TOSEC - cressie176/Load64 GitHub Wiki

Overview

TOSEC (The Old School Emulation Center) is a retrocomputing initiative dedicated to the cataloguing and preservation of software, firmware, and resources for retro systems. The TOSEC DAT files for the Commodore 64 are used to seed the LoadC64 Catalogue — matching ROM files by SHA-1 hash and extracting structured metadata from TOSEC filenames.

This page documents the TOSEC Naming Convention (TNC v4, 2015-03-23) as it applies to C64 software, with notes on how each field maps to LoadC64 concepts.

The authoritative specification is at https://www.tosecdev.org/tosec-naming-convention.

Filename Structure

A TOSEC filename encodes all metadata about a ROM image. The full structure is:

Title version (demo) (date)(publisher)(system)(video)(country)(language)(copyright)(devstatus)(media type)(media label)[dump flags][more info].ext

Only Title, (date), and (publisher) are mandatory. All other fields are optional and appear in the order shown above when present.

Two bracket types are used throughout:

Brackets Purpose
( ) Classification metadata (who, when, what)
[ ] Dump information and supplementary detail

Worked example

Last Ninja, The (1987)(System 3)(PAL)[cr Steve][!].d64
Segment Field Value
Last Ninja, The Title Last Ninja, The
(1987) Date 1987
(System 3) Publisher System 3
(PAL) Video PAL
[cr Steve] Dump flag Cracked by Steve
[!] Dump flag Verified good dump

Title Field

Mandatory. The display title of the software.

  • Articles (The, A, An, De, Die, Le, La, Les) are moved to the end, preceded by a comma and space: The Last NinjaLast Ninja, The.
  • Subtitles are appended after - (space-hyphen-space): Robocop - The Last Chapter.
  • Forbidden characters are never present: / \ ? : * " < > |
  • Apostrophes and hyphens are permitted.
  • Numbers and symbols are permitted.

Article normalisation

The seeding utility must reverse article normalisation to recover a natural display title:

TOSEC title Recovered title
Last Ninja, The The Last Ninja
Legend of Tosec, A A Legend of Tosec
Atic Atac Atic Atac

Detection rule: if the title ends with , The or , A or , An, move the suffix to the front.

Version Field

Optional. Appears immediately after the title, before the first parenthesis.

Format Example
v x.yy v1.0
v x.yyb v1.03b
Rev N Rev 1
vYYYYMMDD v20000101

The seeding utility should capture this as part of the title or store it separately for reference, but it does not map to a LoadC64 Game field.

Demo Field

Optional. Appears after version, before the date.

> **What this exercise asks**:
A: Answer these questions about the TOSEC wiki page:
(i) Which three fields are mandatory in a TOSEC filename?
(ii) In the worked example, what does the segment [!] indicate?
(iii) By what hash are ROM files matched when seeding the LoadC64 Catalogue?
B: In the TOSEC wiki page, write out the stretch from "The seeding utility must" through "to the front." again, swapping "seeding utility" for "import script".
C: List every article that the TOSEC wiki page says is moved to the end of a title.
The data after the TOSEC wiki page is separate material.

> **Given entries**:
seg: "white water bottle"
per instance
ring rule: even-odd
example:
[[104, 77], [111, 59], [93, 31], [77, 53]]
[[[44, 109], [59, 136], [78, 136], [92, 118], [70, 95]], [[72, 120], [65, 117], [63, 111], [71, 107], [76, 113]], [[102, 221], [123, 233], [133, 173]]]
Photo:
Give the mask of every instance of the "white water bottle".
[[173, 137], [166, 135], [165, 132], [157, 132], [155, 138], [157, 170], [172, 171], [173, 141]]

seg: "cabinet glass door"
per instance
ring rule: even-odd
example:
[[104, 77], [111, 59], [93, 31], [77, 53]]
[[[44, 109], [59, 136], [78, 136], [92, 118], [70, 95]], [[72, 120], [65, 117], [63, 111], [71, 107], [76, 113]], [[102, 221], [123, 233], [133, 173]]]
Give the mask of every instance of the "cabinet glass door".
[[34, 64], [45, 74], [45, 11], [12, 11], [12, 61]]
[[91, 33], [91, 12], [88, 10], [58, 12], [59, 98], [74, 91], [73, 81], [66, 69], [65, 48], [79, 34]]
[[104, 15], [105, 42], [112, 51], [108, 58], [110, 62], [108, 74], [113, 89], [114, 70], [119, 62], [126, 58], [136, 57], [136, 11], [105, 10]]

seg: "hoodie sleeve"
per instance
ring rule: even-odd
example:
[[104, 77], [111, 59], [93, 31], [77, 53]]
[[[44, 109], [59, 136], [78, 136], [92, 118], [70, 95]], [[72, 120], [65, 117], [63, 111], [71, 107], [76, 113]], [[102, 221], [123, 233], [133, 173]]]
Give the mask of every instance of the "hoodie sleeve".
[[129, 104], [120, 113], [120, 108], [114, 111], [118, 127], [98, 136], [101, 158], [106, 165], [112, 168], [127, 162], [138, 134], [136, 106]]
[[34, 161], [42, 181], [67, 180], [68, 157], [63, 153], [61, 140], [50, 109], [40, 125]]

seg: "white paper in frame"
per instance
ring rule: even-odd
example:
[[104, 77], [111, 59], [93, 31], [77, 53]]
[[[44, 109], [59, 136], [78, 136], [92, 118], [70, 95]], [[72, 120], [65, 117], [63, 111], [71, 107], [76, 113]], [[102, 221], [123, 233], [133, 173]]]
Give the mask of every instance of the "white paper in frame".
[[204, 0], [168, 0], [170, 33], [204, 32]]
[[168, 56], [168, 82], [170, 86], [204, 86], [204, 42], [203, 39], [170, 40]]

> **The responses**:
A:
(i) Title, (date), and (publisher)
(ii) Verified good dump
(iii) SHA-1

B:
The import script must reverse article normalisation to recover a natural display title:

TOSEC title Recovered title
Last Ninja, The The Last Ninja
Legend of Tosec, A A Legend of Tosec
Atic Atac Atic Atac

Detection rule: if the title ends with , The or , A or , An, move the suffix to the front.

C: The, A, An, De, Die, Le, La, Les